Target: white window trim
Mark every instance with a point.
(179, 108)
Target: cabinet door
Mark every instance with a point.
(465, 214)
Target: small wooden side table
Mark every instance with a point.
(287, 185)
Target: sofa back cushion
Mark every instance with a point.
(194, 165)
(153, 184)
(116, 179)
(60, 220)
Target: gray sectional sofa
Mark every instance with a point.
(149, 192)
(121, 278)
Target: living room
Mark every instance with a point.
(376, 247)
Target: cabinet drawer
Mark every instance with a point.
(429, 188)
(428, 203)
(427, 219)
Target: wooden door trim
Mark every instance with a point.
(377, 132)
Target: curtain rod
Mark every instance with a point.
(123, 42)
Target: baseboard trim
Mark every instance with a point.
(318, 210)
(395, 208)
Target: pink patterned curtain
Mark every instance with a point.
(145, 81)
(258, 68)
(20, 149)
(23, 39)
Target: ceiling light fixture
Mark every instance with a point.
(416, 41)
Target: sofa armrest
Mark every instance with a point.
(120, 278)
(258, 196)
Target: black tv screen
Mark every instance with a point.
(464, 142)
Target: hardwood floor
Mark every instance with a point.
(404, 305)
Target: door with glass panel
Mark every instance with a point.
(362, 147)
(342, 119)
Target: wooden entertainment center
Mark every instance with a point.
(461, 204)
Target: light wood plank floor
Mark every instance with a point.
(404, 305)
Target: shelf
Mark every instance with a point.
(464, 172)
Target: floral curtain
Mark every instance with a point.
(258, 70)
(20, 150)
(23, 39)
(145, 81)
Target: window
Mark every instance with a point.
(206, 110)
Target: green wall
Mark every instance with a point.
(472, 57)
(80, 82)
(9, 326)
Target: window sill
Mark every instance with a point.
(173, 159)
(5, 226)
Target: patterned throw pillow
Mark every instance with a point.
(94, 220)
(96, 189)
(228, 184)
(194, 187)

- **WHAT IS BEING ASKED**
A bare number is expected: how many lines above contain the word "trim"?

- **WRITTEN RESPONSE**
3